** BEGIN **
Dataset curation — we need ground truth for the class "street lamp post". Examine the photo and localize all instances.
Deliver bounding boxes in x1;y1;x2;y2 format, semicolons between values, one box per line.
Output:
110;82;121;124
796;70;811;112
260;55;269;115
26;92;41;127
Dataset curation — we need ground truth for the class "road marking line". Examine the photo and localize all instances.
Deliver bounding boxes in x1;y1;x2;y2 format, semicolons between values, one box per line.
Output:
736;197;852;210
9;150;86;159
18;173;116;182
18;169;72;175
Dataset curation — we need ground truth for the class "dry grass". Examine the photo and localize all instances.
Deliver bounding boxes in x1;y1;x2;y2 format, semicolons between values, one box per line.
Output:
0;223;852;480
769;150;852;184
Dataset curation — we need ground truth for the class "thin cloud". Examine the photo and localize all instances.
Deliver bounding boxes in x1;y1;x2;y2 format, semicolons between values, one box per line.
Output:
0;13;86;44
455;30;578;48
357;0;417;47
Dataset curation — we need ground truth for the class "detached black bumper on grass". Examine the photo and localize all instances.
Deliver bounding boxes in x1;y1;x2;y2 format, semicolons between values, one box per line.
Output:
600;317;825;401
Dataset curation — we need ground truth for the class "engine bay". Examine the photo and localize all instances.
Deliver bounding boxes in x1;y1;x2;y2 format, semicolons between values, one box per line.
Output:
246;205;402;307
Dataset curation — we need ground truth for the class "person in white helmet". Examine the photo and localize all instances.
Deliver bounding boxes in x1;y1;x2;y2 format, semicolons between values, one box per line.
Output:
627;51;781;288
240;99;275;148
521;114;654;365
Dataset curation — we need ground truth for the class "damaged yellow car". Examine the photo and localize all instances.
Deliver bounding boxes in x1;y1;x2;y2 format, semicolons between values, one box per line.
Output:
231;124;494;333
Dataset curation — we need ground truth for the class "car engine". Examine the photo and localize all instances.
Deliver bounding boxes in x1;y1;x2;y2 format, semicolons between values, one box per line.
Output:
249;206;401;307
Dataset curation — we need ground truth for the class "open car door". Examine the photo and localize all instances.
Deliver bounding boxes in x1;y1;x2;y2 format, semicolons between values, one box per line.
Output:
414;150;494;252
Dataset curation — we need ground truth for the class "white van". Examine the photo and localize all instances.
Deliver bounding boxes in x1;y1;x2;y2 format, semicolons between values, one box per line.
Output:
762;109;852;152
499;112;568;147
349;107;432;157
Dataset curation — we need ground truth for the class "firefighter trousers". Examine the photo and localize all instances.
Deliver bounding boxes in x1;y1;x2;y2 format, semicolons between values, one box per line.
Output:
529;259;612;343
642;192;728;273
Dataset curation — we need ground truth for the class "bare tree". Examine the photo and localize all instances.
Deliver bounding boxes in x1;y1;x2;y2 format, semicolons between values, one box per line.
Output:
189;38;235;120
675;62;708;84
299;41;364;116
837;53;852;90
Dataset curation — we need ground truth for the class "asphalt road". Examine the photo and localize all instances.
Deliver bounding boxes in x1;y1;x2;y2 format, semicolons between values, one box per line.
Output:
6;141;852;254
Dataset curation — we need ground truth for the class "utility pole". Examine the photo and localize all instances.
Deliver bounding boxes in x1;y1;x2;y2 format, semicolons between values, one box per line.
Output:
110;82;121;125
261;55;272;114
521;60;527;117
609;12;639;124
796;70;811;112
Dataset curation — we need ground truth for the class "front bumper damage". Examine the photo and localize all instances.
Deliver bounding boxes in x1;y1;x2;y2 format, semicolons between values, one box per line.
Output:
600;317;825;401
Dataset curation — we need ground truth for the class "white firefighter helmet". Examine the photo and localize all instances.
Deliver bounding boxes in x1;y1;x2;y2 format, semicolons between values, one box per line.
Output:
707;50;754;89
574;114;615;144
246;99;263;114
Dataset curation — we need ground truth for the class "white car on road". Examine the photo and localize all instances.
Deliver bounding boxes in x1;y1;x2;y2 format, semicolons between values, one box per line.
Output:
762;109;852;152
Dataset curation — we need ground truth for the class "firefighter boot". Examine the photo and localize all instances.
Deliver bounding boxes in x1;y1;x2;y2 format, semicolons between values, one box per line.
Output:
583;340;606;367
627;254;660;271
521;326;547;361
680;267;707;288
** END **
**TASK TO CARRY OUT**
Rewrite all of these lines, changing every "ground truth" to "reference annotations" and leaving everything else unchanged.

**CORRECT RESPONSE**
Dataset curation — we need reference annotations for the class "street lamp post". Examine the photo and localize all instances.
Deliver bounding boxes in x1;y1;x2;y2 format, semicolons between values, one box per line.
Output:
110;82;121;124
796;70;811;112
260;55;269;115
26;92;41;127
Dataset curation — we need reference annotations for the class "road marking line". Examine the photo and localize all instances.
Deliver bounding boxes in x1;y1;x2;y2 format, semicolons between values, one box per line.
Output:
736;197;852;210
9;150;86;159
18;173;116;182
18;169;72;175
Dataset curation — we need reference annotations for the class "dry grass". Examine the photo and localize all instances.
Deliver bounding boxes in x1;y1;x2;y2 format, semicolons between values, one box per line.
Output:
0;223;852;480
769;150;852;184
Dataset curation — we need reference annotations for the class "thin cloud". Examine the photo and localize all instances.
Deliver bounding boxes in x1;y1;x2;y2 format, semicolons between values, one box per line.
Output:
0;13;86;44
455;30;578;48
357;0;417;47
Dataset curation — we need reference annotations for the class "detached black bumper on grass". Examine the photo and localize all instances.
Deliver bounding boxes in x1;y1;x2;y2 format, semicolons between values, one box per line.
Output:
600;317;825;401
Dataset curation — we need reference annotations for the class "engine bay". Examine the photo and localize all instances.
Deliver bounding boxes in x1;y1;x2;y2 format, semicolons between values, one box per line.
Output:
246;205;402;307
Dataset curation — we need reference annotations for the class "person in white helmet". Examine the photo and localize all instances.
Deliver bounding boxes in x1;y1;x2;y2 format, semicolons between values, one box per line.
Output:
627;51;781;288
240;99;275;148
521;114;654;365
Dataset curation — we need reference annotations for the class "damaged yellow car". Examine the photo and localize all instances.
Deliver bounding boxes in x1;y1;x2;y2 format, semicolons between values, one box per line.
Output:
231;124;494;333
Dataset curation — we need reference annotations for the class "car engine". Examine the photo and localize all instances.
Deliver bounding boxes in x1;y1;x2;y2 format, semicolons between values, one box per line.
Output:
249;206;401;307
Dataset curation — we need reference annotations for the class "open car door". Examine the photo and localize all instances.
Deliver bounding boxes in x1;y1;x2;y2 format, semicolons between values, one box per line.
Output:
414;150;494;252
Dataset curation — we need reference annotations for the class "white van". Examine the photo and localize all instances.
Deliver bounding boxes in x1;y1;x2;y2 format, semicolons between values, one box per line.
Output:
762;109;852;152
499;112;568;147
349;107;432;157
Dataset curation — we need reference annotations for the class "firefighter trousers". Examine the photo and localize all instances.
Deliver bounding boxes in x1;y1;x2;y2 format, semicolons between values, one box per line.
Output:
529;259;612;343
642;192;728;273
Dataset curation — we need reference annotations for the class "bare tree". Examine the photo and localize all instances.
Deliver bounding boxes in x1;y1;x2;y2 format, semicolons between values, one box per line.
Output:
189;38;235;120
675;62;708;84
299;41;364;116
837;53;852;90
Dataset curation — we need reference annotations for the class "asphalt road". Examine the photo and localize all instances.
Deliver bounding boxes in x1;y1;x2;y2 format, semicolons between values, one box per line.
Output:
6;141;852;254
Dataset curation — we need reference annotations for the class "utility pole". Examine the photo and localize all instances.
Deliver bounding boxes in x1;y1;x2;y2 format, semicolons between values, one box per line.
Output:
110;82;121;125
261;55;272;114
521;60;527;117
609;12;639;124
796;70;811;112
Dataset curation — we need reference annotations for the class "front bumper damage". Examine the photo and localize all instances.
Deliver bounding boxes in x1;y1;x2;y2 format, semicolons between values, one box per line.
Output:
600;317;825;401
Dataset curation — we need reference annotations for the class "white firefighter helmet". Examine the photo and localize all instances.
Deliver bounding boxes in x1;y1;x2;y2 format, semicolons between values, one box per line.
Output:
707;50;754;89
574;114;615;144
246;99;263;114
Dataset curation — we need reference annotations for the class "white car on road". Examine the photo and localize all instances.
Deliver bounding boxes in x1;y1;x2;y2 format, semicolons between values, one box per line.
Output:
762;109;852;152
Dataset curation — we need reference annotations for the class "firefighter boot". Examine the photo and localize all instances.
Deliver bounding boxes in x1;y1;x2;y2 format, semicolons between values, one box per line.
Output:
583;340;606;367
627;254;660;271
521;326;547;361
680;267;707;288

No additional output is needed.